◆ STATED PROBLEM
Retype the rows below word for word, from the line containing "Can you find the wooden rowboat?" up to and including the final line of the rows.

MATERIAL FOR THIS TASK start

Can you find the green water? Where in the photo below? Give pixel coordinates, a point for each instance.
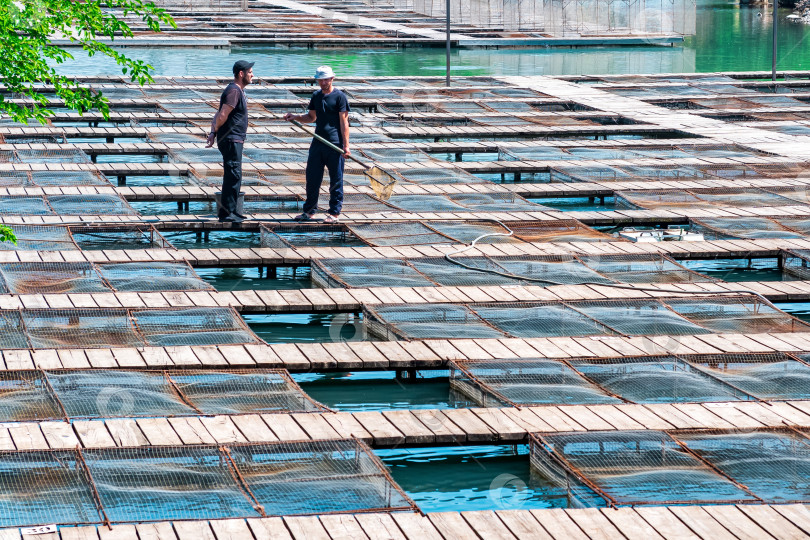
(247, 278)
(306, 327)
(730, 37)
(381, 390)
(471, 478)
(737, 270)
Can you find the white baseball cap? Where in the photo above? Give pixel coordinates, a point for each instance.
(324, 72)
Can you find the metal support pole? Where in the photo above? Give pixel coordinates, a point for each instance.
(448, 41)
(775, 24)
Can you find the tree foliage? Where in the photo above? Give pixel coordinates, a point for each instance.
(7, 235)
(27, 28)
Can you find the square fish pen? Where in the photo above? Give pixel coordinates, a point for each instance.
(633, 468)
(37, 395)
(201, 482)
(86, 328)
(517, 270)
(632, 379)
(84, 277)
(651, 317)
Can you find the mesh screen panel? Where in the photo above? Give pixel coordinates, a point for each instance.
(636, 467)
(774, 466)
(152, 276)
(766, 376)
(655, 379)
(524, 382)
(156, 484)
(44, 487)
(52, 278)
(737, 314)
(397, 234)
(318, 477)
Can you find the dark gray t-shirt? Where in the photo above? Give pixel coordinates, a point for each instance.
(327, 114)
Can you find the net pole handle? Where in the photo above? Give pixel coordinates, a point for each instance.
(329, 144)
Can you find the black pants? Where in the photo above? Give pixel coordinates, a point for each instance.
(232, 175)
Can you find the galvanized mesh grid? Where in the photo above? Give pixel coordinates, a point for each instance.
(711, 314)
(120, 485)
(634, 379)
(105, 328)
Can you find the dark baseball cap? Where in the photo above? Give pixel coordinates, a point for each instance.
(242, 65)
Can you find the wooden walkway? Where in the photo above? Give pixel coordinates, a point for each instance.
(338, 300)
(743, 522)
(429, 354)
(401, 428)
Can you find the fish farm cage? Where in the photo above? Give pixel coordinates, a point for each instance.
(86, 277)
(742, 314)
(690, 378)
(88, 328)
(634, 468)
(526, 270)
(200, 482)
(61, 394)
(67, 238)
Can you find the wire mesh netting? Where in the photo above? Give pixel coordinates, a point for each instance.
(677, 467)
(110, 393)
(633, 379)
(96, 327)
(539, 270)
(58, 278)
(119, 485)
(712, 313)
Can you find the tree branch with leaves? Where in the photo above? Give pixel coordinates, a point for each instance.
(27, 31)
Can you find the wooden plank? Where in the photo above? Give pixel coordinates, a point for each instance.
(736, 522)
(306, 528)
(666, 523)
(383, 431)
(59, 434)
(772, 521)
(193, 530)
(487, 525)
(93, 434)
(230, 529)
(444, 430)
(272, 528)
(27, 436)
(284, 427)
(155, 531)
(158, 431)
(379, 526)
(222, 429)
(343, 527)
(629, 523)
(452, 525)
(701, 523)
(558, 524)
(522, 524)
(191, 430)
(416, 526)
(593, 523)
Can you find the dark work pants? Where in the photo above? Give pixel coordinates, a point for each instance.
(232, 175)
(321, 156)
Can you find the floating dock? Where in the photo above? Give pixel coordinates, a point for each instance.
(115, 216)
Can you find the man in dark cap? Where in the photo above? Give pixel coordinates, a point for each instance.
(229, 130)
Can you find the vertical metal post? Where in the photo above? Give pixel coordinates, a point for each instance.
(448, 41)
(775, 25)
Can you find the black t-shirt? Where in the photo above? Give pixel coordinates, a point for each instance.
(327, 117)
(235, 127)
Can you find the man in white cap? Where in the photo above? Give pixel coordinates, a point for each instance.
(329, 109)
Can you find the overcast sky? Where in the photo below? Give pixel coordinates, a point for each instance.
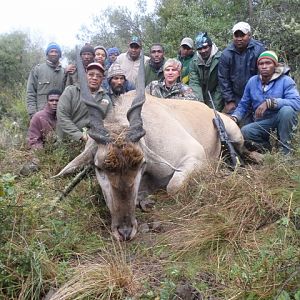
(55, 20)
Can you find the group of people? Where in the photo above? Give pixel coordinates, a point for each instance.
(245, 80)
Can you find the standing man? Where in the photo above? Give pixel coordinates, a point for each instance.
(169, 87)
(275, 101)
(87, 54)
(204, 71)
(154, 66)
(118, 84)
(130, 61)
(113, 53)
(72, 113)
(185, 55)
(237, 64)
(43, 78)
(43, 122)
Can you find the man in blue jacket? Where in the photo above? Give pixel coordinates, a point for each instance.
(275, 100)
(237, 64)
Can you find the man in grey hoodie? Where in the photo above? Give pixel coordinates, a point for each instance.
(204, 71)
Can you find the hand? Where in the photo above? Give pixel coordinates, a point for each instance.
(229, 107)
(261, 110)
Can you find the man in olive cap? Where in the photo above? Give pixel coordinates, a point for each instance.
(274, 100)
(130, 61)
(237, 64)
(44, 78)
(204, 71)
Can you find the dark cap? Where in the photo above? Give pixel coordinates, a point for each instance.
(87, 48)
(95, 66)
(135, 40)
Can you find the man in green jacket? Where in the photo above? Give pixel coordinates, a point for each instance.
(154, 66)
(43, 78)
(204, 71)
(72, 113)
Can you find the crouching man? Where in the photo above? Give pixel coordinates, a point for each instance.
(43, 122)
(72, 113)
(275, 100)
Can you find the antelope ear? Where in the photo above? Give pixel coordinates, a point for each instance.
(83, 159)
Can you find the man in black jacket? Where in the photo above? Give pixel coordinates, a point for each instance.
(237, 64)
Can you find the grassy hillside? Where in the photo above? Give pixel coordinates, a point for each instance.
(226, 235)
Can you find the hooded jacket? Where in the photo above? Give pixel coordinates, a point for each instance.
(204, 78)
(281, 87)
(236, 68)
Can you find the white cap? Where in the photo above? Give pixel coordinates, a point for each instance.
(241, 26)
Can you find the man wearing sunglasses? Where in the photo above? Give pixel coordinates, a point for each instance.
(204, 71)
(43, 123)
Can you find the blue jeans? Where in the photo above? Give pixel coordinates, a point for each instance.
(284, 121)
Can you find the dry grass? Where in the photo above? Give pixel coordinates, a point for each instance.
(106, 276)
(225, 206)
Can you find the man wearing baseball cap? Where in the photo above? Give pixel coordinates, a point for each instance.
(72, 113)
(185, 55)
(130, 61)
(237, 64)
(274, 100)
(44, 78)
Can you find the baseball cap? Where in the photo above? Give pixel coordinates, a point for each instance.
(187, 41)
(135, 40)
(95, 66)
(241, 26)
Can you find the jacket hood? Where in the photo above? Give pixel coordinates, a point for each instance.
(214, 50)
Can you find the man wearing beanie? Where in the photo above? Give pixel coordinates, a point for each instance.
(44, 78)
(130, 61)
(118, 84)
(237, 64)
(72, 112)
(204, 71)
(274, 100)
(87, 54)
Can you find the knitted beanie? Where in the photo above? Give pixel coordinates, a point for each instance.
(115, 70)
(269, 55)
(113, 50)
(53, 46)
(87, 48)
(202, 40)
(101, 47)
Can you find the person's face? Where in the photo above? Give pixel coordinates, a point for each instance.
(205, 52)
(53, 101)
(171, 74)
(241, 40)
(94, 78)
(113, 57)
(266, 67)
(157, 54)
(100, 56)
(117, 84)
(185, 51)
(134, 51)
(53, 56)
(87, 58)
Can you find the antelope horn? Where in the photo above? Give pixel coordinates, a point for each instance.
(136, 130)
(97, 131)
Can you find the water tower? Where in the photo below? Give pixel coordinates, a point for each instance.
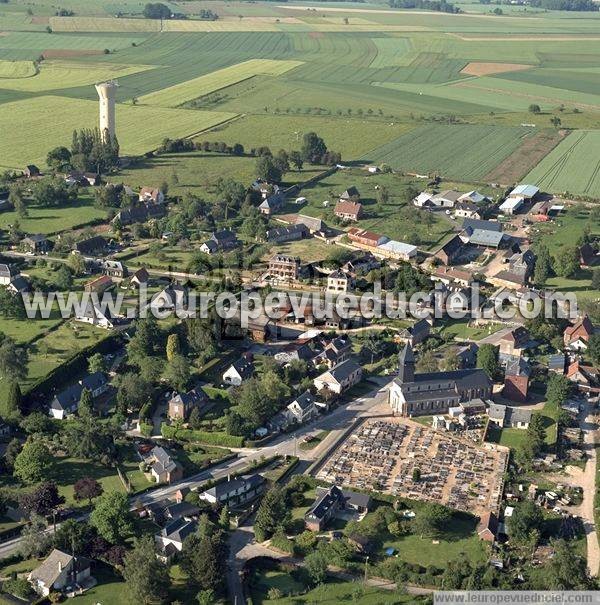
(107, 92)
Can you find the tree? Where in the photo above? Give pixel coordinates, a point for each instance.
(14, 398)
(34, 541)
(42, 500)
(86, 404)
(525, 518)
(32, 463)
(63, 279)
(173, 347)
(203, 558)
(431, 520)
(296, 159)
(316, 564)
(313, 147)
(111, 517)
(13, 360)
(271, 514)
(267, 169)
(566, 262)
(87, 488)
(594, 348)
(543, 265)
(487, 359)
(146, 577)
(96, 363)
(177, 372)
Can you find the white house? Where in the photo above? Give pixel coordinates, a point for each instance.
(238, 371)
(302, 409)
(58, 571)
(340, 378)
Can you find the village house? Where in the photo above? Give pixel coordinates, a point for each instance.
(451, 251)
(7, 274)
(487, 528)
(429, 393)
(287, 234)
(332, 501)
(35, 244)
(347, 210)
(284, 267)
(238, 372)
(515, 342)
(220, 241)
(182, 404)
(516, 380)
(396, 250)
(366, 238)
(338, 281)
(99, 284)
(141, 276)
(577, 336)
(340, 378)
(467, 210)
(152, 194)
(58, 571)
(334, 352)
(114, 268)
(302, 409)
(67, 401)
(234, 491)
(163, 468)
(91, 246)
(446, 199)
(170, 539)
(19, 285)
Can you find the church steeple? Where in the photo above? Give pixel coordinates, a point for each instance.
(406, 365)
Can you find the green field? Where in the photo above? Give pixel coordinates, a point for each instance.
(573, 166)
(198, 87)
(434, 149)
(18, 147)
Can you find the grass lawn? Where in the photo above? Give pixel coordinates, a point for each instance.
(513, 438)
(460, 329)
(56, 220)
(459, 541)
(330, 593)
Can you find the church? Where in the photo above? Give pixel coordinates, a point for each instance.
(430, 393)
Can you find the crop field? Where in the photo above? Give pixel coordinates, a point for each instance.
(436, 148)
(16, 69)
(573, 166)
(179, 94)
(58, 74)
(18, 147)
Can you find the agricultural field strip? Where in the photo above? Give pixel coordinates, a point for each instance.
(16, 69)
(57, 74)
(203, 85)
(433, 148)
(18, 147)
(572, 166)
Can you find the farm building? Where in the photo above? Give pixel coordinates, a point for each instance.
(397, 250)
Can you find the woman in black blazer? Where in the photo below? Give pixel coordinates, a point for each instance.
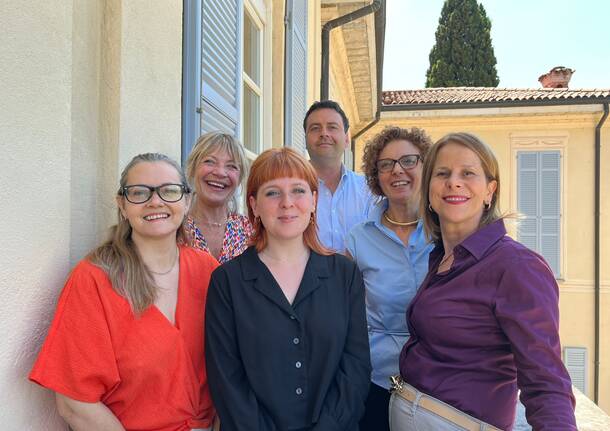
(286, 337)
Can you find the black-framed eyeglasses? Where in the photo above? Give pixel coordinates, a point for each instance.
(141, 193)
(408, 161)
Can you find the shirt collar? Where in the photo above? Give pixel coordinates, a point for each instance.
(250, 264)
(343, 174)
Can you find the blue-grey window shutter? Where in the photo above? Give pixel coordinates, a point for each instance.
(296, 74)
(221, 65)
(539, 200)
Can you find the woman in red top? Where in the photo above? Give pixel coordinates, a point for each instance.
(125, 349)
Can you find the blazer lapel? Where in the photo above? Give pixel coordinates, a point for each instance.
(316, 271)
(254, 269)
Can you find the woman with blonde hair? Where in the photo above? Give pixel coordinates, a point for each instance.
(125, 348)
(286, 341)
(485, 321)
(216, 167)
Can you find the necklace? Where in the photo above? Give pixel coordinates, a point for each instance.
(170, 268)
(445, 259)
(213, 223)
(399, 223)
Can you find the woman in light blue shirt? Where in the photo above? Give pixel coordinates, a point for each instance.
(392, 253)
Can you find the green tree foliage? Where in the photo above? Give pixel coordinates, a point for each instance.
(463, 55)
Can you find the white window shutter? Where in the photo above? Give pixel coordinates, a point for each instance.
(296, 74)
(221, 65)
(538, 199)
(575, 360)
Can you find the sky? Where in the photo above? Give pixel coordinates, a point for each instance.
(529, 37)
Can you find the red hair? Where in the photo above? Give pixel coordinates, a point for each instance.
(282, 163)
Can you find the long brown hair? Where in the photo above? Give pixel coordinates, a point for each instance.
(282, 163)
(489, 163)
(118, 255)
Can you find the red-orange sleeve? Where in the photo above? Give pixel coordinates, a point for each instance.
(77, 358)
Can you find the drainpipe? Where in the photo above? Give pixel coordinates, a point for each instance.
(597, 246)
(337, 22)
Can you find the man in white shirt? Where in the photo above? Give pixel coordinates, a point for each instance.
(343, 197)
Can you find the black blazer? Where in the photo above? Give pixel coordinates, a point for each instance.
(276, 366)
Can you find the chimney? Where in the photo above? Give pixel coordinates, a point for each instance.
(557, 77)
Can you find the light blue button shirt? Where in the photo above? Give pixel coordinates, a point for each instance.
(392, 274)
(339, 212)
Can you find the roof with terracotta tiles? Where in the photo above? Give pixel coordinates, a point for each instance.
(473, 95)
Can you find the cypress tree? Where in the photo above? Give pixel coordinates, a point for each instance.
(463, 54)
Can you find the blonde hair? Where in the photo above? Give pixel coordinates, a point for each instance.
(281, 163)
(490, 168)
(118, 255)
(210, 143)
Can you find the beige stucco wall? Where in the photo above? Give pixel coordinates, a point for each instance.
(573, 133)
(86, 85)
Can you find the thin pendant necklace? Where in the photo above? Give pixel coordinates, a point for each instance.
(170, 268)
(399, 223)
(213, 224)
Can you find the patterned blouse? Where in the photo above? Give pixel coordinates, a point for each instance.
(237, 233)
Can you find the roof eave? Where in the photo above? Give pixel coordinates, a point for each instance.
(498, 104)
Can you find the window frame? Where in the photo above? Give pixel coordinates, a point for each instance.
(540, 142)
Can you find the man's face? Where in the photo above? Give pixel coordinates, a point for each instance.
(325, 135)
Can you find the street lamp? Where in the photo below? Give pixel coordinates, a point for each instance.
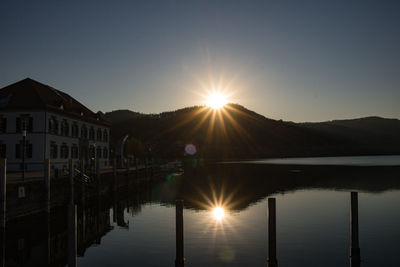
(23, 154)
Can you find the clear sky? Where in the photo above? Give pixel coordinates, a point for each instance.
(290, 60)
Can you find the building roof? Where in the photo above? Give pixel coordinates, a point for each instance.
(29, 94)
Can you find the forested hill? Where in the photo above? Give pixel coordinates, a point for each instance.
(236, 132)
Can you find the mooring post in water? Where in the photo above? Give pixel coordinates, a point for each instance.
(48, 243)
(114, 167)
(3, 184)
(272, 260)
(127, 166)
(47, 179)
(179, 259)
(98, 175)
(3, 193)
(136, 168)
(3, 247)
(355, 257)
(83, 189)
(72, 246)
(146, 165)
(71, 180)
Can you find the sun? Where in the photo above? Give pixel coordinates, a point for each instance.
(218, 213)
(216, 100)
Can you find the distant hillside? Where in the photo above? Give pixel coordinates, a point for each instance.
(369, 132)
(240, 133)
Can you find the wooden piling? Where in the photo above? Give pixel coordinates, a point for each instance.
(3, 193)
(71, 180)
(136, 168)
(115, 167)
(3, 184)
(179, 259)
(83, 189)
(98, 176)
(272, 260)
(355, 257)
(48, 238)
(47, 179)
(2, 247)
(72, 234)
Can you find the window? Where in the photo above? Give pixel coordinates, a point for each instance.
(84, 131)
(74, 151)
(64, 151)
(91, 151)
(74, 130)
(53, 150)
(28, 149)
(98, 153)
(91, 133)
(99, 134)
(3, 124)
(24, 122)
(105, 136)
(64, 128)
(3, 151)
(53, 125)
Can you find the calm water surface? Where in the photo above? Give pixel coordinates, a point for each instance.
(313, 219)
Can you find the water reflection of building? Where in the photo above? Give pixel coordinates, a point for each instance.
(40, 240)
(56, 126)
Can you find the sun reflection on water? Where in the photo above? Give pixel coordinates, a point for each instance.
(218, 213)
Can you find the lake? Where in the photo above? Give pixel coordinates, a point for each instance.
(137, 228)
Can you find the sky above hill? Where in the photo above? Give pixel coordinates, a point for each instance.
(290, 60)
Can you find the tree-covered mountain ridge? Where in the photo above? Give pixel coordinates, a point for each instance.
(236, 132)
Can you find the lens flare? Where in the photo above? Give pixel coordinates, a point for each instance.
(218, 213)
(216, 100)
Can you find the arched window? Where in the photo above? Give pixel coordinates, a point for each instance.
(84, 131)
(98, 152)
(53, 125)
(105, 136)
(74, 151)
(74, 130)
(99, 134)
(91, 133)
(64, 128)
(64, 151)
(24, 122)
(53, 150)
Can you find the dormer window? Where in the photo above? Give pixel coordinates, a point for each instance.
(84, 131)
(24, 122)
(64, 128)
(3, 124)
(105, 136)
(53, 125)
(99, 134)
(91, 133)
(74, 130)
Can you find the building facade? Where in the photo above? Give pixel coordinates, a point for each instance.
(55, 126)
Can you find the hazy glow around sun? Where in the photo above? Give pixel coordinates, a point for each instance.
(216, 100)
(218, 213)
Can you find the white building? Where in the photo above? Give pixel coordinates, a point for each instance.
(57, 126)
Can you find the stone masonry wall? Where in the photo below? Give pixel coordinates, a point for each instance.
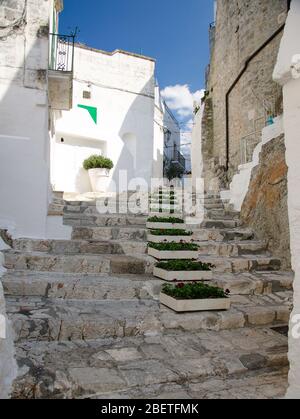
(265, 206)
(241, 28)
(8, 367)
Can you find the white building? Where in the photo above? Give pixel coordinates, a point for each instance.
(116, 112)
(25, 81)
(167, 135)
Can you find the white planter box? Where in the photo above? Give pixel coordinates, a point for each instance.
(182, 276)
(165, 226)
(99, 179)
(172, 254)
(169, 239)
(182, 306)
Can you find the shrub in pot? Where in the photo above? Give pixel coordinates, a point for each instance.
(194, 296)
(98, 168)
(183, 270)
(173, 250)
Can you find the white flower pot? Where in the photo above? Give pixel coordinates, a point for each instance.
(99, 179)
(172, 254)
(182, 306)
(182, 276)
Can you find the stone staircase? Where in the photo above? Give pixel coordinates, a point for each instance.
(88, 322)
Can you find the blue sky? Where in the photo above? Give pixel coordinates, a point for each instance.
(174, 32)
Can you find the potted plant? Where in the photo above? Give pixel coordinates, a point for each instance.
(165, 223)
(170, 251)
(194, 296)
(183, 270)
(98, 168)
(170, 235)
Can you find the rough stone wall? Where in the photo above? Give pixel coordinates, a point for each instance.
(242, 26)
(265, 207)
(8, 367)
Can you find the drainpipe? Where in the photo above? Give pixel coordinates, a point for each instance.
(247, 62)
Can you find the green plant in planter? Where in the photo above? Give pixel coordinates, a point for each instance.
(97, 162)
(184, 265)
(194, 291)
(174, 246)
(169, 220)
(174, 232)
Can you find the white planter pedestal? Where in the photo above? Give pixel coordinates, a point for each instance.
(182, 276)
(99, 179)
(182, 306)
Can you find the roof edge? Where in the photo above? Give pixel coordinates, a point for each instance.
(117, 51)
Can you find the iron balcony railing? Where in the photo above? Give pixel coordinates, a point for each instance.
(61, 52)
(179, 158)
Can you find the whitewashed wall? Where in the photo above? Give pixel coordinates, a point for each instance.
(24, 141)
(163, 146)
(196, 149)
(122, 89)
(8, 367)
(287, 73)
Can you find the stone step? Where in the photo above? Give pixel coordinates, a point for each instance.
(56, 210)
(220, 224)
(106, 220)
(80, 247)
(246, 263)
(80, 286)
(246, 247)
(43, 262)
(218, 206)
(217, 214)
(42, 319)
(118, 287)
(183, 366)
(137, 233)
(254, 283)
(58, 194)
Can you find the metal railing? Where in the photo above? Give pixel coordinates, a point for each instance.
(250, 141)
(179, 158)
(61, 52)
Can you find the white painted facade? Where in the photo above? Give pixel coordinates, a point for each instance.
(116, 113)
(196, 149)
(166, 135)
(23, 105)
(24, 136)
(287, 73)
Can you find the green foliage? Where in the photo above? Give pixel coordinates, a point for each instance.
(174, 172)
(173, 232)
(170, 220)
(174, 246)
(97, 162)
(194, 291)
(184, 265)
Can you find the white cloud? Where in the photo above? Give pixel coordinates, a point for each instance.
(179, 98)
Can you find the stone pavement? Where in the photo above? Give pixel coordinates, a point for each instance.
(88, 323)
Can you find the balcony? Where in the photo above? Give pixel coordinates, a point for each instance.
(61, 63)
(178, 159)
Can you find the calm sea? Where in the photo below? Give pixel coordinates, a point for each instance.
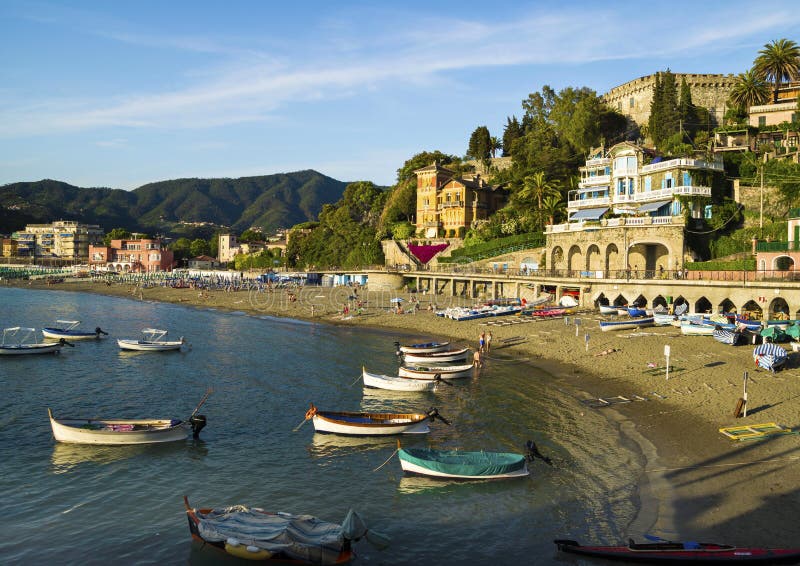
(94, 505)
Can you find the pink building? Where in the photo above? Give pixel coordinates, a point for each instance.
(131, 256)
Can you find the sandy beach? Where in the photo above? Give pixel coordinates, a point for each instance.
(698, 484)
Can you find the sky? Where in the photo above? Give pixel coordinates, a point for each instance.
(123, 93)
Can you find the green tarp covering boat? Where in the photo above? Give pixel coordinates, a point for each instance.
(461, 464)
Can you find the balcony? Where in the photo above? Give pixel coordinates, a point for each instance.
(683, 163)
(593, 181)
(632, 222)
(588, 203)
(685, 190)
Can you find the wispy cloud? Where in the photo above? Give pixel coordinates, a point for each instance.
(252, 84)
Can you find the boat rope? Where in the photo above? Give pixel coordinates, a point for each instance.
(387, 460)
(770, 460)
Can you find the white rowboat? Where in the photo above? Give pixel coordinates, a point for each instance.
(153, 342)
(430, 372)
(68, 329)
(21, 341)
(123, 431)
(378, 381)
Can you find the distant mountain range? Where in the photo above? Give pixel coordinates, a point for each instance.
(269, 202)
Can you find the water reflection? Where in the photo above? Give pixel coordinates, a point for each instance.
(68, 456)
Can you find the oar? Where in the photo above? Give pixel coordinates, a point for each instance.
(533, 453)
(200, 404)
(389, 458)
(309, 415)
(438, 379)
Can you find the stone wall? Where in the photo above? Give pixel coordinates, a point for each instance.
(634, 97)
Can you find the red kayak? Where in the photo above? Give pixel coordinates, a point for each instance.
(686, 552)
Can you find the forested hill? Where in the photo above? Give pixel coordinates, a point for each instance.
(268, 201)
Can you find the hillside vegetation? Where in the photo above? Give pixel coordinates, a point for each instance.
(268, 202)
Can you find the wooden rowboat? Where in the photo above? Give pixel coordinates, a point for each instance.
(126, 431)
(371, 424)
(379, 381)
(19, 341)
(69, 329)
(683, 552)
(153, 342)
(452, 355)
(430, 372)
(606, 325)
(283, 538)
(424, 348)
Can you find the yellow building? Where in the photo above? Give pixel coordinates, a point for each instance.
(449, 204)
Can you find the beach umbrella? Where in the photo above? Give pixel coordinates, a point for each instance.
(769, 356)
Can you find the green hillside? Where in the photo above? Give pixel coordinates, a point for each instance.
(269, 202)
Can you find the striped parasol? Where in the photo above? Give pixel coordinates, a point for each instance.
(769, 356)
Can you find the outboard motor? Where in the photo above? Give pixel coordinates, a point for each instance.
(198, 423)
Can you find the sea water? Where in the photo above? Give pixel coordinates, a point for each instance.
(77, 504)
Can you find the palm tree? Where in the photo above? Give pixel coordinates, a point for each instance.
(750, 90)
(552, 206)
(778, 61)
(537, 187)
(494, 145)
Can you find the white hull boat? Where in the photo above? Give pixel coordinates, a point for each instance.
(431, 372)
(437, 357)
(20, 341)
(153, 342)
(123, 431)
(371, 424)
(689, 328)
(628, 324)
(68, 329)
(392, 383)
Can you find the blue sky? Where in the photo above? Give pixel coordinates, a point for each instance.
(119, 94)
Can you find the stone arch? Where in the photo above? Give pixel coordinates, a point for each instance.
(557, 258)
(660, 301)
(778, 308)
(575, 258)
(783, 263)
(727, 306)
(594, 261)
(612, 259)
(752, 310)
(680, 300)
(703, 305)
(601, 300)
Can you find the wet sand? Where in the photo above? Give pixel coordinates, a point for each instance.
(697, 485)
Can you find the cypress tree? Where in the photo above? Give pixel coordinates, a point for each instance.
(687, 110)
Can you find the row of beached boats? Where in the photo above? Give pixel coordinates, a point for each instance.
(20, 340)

MATERIAL FOR THIS TASK end

◆ WRITTEN RESPONSE
Can you find the wooden rowboat? Where in the photo above? Give pixel coordinates, a point for each instance.
(126, 431)
(371, 424)
(379, 381)
(19, 341)
(69, 329)
(683, 552)
(153, 342)
(452, 355)
(430, 372)
(606, 325)
(283, 538)
(424, 348)
Can you find the yellow building? Where in the photo above? Give pixel coordinates, a point for each instance.
(449, 204)
Can you find the beach umbrella? Where in the photo above? Give pixel coordinates, a point for each instance.
(769, 356)
Can you find the green hillside? Where in the photo above? Give pixel coordinates, a point for each instance.
(269, 202)
Can you find the striped parasol? Where in the photo above? Give pixel coordinates, a point for each instance.
(769, 356)
Can you find the outboard motor? Where in the photo above? Give pixel coordinates, a point for each instance.
(198, 423)
Can you find the sea water? Where in the photo above? Give pixel coordinates, a point for each instance.
(77, 504)
Can you find the palm tree? Where in the photo above? Give pixel coordinates, a point for each instance.
(750, 90)
(552, 206)
(778, 61)
(537, 187)
(494, 145)
Can you find the white hull boat? Where in the photo above? Give pixel coordinates, a point for each instance.
(431, 372)
(437, 357)
(20, 341)
(153, 342)
(123, 431)
(371, 424)
(689, 328)
(628, 324)
(68, 329)
(392, 383)
Can you find the blue sky? Where in the photo above? Give pixel coordinates, a point for each instance.
(119, 94)
Can you find the stone arch? Where in the photo above? Give pixel coordinates, a point for each instance.
(557, 258)
(660, 301)
(778, 308)
(575, 258)
(783, 263)
(727, 306)
(594, 261)
(612, 259)
(752, 310)
(680, 300)
(703, 305)
(601, 300)
Can you find the wet sand? Where in the photo above? Give pixel coordinates, a point for each instance.
(697, 485)
Can you find the cypress tree? Where in the photo above? Give pixel coordinates, a point for each instance.
(687, 110)
Can you find the row of beached boats? Where in the photo above? Give pixel coordinates, a point for each instance.
(20, 340)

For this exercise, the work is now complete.